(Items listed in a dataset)

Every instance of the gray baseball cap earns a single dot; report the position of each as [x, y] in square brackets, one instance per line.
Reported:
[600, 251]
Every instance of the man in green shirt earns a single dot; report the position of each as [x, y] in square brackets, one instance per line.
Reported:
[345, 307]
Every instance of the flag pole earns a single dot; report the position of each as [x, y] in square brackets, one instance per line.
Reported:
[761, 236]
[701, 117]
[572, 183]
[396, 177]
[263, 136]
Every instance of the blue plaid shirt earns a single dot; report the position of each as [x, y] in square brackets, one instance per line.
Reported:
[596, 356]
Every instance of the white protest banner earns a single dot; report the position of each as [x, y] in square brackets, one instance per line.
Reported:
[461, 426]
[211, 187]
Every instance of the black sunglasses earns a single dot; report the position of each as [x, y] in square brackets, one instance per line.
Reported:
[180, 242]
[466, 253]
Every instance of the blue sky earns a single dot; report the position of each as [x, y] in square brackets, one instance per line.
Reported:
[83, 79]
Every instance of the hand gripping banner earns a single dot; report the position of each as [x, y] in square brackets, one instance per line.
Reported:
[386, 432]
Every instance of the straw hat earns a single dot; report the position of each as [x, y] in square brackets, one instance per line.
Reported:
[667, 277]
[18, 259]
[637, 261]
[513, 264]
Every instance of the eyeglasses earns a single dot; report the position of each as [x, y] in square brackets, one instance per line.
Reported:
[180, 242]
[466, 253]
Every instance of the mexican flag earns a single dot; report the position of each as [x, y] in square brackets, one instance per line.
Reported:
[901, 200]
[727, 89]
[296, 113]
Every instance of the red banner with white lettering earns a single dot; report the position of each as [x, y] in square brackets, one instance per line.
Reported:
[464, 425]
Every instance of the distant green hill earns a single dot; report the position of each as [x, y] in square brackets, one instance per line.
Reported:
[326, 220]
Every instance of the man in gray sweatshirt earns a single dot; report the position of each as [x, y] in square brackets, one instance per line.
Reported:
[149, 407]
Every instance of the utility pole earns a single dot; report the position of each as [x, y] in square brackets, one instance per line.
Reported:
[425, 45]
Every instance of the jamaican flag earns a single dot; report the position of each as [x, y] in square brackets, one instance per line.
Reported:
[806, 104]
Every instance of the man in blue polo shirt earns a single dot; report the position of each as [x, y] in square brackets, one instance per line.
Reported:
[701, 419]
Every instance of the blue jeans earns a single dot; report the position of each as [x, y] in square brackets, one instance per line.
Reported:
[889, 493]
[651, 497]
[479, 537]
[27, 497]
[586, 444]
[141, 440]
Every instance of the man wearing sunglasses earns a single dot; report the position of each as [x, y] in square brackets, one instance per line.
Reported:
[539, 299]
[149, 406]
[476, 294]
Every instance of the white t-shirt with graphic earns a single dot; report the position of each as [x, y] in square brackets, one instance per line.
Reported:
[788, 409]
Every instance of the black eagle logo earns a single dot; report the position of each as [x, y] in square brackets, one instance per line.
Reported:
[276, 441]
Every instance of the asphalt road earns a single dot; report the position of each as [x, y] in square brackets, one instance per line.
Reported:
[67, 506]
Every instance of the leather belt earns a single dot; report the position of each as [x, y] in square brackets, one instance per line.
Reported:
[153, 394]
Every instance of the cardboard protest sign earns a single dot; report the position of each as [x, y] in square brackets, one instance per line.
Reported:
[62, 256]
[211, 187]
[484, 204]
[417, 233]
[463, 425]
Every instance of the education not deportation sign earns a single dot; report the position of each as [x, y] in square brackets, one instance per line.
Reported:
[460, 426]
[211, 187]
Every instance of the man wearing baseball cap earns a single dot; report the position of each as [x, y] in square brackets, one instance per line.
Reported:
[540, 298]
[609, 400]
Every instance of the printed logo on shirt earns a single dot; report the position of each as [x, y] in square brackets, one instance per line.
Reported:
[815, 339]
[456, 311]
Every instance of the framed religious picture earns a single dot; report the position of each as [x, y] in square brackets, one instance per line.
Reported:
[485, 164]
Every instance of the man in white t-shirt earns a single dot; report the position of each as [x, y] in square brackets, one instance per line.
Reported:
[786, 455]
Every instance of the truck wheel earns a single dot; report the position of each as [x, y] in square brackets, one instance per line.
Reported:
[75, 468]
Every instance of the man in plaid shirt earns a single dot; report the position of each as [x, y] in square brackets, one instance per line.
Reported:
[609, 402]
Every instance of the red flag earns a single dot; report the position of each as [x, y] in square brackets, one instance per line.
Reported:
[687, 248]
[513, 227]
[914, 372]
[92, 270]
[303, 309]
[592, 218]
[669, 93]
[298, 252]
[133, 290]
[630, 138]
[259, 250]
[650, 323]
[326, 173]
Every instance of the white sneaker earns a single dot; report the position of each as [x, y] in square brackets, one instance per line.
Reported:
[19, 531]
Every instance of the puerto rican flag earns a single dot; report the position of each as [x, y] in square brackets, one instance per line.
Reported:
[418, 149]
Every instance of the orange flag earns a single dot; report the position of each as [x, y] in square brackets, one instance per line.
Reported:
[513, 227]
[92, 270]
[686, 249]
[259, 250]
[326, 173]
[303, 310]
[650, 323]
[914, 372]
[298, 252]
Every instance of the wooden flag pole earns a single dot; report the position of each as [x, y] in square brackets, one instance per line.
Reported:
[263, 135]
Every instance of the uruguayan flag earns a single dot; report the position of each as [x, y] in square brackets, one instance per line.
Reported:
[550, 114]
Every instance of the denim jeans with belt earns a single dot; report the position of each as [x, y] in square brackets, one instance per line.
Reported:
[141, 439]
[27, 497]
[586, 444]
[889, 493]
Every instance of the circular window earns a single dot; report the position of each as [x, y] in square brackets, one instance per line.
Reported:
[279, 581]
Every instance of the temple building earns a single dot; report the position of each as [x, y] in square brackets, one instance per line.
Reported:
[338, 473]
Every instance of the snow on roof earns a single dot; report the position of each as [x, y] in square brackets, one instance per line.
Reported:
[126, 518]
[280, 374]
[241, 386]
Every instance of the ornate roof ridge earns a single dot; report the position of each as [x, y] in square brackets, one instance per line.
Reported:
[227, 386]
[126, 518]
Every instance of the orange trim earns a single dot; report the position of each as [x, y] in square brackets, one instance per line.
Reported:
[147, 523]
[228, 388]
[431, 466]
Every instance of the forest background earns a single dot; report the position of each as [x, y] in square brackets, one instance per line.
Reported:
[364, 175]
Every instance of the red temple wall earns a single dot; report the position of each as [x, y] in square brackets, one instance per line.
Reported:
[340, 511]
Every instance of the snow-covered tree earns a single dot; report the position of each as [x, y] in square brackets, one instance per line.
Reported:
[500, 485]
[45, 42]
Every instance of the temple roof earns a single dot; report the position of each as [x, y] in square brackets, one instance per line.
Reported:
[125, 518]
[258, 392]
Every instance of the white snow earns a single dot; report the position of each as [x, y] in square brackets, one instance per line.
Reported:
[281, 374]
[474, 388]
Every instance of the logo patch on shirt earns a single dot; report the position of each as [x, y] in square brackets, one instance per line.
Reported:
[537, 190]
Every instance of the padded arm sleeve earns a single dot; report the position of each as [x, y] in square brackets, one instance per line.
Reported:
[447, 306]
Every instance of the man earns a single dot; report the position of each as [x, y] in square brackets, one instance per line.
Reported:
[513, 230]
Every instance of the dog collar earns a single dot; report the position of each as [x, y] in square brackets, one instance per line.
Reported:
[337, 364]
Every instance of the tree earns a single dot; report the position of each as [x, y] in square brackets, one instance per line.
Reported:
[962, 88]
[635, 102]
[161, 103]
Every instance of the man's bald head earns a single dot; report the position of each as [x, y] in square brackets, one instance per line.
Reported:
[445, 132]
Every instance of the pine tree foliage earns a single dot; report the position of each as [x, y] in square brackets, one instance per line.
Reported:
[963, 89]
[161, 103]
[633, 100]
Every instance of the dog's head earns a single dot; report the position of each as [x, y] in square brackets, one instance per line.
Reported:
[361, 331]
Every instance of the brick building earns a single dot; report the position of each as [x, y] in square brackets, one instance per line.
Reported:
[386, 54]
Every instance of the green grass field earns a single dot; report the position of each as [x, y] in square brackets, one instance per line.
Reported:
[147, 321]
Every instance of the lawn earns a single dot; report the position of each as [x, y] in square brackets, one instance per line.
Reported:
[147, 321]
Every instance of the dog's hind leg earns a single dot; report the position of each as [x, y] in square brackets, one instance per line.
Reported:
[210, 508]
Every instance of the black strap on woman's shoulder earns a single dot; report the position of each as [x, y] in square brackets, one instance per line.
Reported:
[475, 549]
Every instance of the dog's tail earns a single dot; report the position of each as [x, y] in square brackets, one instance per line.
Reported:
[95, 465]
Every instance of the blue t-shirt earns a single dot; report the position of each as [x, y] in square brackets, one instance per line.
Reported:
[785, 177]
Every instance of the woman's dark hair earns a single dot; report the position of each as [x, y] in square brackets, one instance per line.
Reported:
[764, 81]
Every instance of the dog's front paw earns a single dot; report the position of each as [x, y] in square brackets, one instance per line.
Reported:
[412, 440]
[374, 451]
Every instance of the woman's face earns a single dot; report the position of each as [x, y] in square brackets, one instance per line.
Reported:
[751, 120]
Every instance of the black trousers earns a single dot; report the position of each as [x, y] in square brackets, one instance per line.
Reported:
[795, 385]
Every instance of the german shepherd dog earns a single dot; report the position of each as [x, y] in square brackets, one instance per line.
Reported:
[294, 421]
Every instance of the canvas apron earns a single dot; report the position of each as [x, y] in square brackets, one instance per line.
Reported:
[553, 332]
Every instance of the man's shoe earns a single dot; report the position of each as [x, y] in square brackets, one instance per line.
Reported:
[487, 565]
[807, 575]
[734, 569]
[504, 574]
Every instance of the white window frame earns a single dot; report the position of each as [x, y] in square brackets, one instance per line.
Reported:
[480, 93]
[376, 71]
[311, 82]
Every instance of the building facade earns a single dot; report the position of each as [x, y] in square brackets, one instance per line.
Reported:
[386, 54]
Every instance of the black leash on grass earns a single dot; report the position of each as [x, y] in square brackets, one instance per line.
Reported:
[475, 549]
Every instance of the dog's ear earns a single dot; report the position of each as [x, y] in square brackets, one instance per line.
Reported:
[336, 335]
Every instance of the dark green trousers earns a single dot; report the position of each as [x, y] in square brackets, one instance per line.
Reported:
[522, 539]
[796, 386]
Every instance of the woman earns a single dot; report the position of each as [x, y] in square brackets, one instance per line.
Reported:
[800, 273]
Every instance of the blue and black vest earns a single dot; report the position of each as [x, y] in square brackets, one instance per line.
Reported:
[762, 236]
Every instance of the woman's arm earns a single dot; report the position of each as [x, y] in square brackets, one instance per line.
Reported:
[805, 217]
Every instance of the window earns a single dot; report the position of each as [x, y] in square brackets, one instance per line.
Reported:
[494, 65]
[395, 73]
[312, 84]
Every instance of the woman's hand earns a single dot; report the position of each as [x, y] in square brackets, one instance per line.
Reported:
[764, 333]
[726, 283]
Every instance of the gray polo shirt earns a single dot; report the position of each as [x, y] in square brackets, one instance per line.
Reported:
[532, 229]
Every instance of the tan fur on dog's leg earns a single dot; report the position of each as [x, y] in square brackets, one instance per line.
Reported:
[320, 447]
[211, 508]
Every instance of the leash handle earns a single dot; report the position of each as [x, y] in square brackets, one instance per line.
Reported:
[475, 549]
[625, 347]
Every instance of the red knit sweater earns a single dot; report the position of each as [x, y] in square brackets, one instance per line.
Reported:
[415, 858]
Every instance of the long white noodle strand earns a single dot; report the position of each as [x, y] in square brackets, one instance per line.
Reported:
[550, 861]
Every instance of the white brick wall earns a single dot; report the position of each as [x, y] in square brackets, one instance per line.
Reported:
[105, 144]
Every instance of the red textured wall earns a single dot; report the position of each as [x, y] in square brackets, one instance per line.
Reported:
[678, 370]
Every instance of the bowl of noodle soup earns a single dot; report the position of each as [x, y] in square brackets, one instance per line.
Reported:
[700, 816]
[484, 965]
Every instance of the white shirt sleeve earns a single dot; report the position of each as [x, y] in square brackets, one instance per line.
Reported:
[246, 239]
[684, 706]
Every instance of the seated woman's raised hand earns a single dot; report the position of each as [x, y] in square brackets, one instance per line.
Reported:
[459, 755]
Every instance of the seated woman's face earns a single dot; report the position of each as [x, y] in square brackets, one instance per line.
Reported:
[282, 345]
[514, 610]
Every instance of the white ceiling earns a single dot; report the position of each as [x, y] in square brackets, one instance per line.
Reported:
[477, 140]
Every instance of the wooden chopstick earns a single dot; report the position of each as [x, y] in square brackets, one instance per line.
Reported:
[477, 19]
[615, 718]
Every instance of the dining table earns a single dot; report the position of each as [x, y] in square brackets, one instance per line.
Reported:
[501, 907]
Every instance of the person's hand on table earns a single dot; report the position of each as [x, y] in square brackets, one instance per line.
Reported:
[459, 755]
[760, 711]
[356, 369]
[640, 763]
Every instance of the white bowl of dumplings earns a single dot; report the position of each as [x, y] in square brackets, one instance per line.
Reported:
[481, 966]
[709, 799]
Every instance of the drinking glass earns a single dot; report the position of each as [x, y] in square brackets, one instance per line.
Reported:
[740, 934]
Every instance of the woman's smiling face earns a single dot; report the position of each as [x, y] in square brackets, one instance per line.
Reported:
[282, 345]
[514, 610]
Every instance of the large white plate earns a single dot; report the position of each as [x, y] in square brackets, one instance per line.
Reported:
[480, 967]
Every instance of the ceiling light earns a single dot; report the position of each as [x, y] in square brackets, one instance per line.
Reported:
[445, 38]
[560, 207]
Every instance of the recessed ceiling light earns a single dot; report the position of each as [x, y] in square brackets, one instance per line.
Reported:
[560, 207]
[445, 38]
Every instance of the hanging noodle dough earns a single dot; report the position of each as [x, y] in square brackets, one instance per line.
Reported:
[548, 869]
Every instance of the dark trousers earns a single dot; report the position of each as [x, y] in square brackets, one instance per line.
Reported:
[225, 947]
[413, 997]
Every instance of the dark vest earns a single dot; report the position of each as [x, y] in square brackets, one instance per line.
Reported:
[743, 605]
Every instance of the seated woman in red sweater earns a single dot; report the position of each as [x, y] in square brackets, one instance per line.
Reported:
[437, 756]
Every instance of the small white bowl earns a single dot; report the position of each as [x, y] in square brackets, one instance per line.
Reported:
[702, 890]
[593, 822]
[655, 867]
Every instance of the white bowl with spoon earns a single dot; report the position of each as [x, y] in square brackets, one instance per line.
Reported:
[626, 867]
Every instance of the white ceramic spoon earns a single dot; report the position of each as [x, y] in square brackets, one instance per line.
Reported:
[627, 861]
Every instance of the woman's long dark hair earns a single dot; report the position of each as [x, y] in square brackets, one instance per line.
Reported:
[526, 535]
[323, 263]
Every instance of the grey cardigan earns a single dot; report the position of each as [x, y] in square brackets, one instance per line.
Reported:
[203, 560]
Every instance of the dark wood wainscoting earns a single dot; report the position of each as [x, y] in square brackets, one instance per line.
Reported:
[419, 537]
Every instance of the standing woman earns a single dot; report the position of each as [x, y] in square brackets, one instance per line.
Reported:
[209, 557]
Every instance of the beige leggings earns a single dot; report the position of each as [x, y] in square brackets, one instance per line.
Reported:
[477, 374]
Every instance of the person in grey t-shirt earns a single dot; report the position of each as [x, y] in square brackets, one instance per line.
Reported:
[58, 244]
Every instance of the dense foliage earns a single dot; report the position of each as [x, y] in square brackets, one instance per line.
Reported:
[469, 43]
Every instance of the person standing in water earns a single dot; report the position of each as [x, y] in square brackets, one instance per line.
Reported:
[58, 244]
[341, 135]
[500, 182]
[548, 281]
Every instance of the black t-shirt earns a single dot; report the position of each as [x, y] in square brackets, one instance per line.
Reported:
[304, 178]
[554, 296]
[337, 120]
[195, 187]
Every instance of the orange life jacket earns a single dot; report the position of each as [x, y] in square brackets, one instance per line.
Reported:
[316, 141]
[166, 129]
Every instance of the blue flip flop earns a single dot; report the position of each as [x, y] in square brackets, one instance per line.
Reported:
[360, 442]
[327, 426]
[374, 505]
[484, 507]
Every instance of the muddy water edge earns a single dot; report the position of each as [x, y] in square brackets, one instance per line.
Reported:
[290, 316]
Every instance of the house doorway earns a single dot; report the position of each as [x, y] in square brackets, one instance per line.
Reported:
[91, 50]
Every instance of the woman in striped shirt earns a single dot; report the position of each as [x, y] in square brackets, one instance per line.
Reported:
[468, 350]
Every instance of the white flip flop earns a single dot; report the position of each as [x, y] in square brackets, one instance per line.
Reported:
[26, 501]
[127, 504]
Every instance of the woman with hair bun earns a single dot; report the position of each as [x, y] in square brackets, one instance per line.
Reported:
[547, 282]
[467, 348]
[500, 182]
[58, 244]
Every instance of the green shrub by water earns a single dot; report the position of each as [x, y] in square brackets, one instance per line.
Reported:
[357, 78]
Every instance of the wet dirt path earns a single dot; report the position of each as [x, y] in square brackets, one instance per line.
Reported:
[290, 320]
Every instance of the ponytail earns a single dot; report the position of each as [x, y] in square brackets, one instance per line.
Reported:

> _Exercise goal_
Starting with the line that contains "Every instance of the house", repeat each line through the last one exactly as it appears. Include both ends and nothing more.

> _Result of this exercise_
Every instance of the house doorway earns a single dot; report the position of each as [x, y] in square brackets, one instance per line.
Reported:
[91, 50]
Every instance of the woman in striped shirt earns a single dot; report the position of each as [x, y] in square brackets, one instance per line.
Reported:
[468, 350]
Every instance of the white flip flop earns a single dot; report the position of each as [x, y] in square brackets, one instance per line.
Reported:
[26, 501]
[127, 504]
Every instance of the woman with hair bun earns a single dot; report the position of each as [x, y] in square brackets, one instance per line.
Reported:
[547, 282]
[467, 348]
[500, 182]
[58, 244]
Every instance of the green shrub by water earns a single dot; report the position of each as [x, y] in square brackets, one instance per line.
Reported:
[357, 78]
Every instance of the wet dirt path earns a single dot; report the position of each as [x, y] in square brackets, one instance per line.
Reported:
[290, 320]
Every instance of the ponytail earns a single dot; report the position of each as [x, y] in square brackets, one instance per line.
Reported:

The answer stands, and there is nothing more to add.